DATA EXTRACTS:
*** Begin section ***
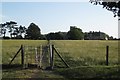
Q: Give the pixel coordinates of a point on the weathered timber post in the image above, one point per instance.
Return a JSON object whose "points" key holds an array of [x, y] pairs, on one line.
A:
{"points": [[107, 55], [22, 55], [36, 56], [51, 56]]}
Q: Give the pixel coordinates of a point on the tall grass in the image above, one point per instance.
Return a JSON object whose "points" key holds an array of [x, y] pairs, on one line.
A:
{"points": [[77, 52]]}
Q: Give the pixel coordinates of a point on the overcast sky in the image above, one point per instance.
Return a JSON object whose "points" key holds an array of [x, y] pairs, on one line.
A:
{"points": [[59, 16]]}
*** End section ***
*** Begin section ***
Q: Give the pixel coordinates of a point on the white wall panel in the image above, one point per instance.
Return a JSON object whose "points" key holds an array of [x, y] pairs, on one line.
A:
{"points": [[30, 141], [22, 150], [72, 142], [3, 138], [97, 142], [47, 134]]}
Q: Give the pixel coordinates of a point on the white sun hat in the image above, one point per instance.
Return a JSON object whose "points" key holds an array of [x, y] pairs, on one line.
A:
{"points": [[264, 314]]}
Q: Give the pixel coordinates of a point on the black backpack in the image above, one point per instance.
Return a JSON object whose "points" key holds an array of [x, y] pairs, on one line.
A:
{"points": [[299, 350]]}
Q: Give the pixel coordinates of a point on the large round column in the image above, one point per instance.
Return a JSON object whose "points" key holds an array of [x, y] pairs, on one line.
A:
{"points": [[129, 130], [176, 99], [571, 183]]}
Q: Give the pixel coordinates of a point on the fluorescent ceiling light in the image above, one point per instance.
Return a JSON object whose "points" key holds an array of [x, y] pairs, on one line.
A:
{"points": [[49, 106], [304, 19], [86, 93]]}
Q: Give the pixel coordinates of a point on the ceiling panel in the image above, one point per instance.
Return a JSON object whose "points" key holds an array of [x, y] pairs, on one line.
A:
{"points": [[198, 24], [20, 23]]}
*** End section ***
TASK DESCRIPTION: Whenever a line above contains "white", copy that line.

ANSWER BOX:
Q: Give the pixel coordinates of a point on the white wall panel in the image above, one point per instance.
Q: Give the pixel coordinates of a point on the white sun hat in the image above, one point per instance.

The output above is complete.